__Verilen alıntı__:
= = =

Abaküs Yazılım
11. Hukuk Dairesi
Esas No: 2015/12790
Karar No: 2017/3740
Karar Tarihi: 14.06.2017

Yargıtay 11. Hukuk Dairesi 2015/12790 Esas 2017/3740 Karar Sayılı İlamı

11. Hukuk Dairesi         2015/12790 E.  ,  2017/3740 K.

    "İçtihat Metni"

    MAHKEMESİ :TİCARET MAHKEMESİ

    Taraflar arasında görülen davada ... 2. Asliye Ticaret Mahkemesi’nce verilen 03/07/2015 tarih ve 2015/405-2015/392 sayılı kararın Yargıtayca incelenmesi davalı vekili tarafından istenmiş ve temyiz dilekçesinin süresi içinde verildiği anlaşılmış olmakla, dava dosyası için Tetkik Hakimi ... tarafından düzenlenen rapor dinlendikten ve yine dosya içerisindeki dilekçe, layihalar, duruşma tutanakları ve tüm belgeler okunup, incelendikten sonra işin gereği görüşülüp, düşünüldü:
    Davacı vekili; dava dışı ..."in müvekkilinin acentesi olduğu ... Sigorta"dan kasko sigortası yaptırdığını, ..."in müşterisi olan ... A.Ş"ye ait döşemelik, tela kumaş emtiasının ... Plakalı araç ile ..."ten ..."e nakli sırasında kaza yapması sonucunda, yükte hasar meydana geldiğini, meydana gelen hasarın, yükünü taşıdığı firmanın sigortacısı olan ... Sigorta tarafından ödenerek ..."e rücu edildiğini, ..."in aracını sigortalattığı müvekkilline müracaat ettiğinde ... Sigorta"nın mali sorumluluk sigortasının yapılması gerektiğini ileri sürerek talebi reddettiğini, bunun üzerine müvekkilin dava dışı ..."in ... 1. Ticaret Mahkemesi"nin 2013/338 Esas sayılı dosyası ile açtığı davada toplam 9.866,94 TL"yi ödediğini, davalının bu talebi reddettiği için müvekkilinin bu davayı açmak zorunda kaldığını ileri sürerek, davalıdan 9.866,94 TL alacağın müvekkiline ödenmesine karar verilmesini talep ve dava etmiştir.

= = =

__Görev listesi__:
1. Yargıtay kararından "Abaküs Yazılım" ile başlayıp "E.  ,  2017/3740 K." ile biten bölümü birebir kopyalayın.
2. Yargıtay kararına göre davacı vekili, davalıdan müvekkiline ne kadarlık alacağın ödenmesini istemiştir?

= = =

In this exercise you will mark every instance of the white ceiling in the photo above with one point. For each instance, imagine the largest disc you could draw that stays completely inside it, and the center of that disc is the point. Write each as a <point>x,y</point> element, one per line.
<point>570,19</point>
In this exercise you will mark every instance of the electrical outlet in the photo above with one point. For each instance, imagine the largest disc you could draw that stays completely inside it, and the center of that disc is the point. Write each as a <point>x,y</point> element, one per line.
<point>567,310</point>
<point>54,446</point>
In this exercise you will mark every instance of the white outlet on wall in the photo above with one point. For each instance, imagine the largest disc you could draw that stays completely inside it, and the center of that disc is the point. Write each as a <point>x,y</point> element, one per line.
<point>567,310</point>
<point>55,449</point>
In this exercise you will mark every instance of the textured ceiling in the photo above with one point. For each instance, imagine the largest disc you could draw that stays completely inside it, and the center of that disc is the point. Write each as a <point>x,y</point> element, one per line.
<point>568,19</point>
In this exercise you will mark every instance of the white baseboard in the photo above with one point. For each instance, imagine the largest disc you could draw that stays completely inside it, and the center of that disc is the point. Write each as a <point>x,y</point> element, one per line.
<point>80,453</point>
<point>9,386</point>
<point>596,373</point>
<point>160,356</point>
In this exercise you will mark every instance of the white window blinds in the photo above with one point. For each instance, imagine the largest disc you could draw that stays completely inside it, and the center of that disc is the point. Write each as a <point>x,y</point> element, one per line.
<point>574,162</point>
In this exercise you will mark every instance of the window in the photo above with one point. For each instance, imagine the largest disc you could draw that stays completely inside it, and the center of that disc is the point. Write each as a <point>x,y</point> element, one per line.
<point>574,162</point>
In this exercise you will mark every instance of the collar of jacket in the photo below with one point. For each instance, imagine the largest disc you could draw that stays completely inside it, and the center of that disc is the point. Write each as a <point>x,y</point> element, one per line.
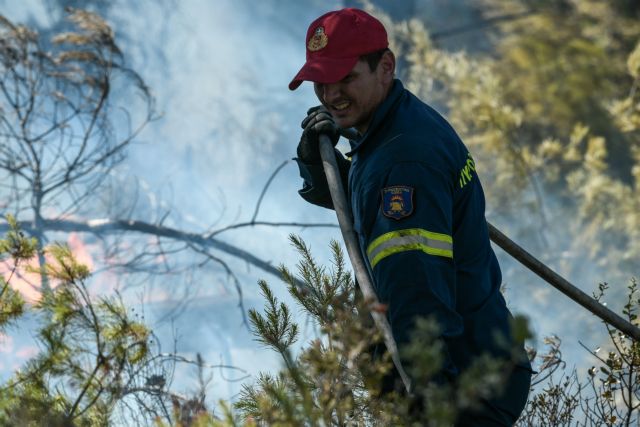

= = =

__Görevlere göre yanıtlar__:
1.
Abaküs Yazılım
11. Hukuk Dairesi
Esas No: 2015/12790
Karar No: 2017/3740
Karar Tarihi: 14.06.2017

Yargıtay 11. Hukuk Dairesi 2015/12790 Esas 2017/3740 Karar Sayılı İlamı

11. Hukuk Dairesi         2015/12790 E.  ,  2017/3740 K.

2. 9.866,94 TL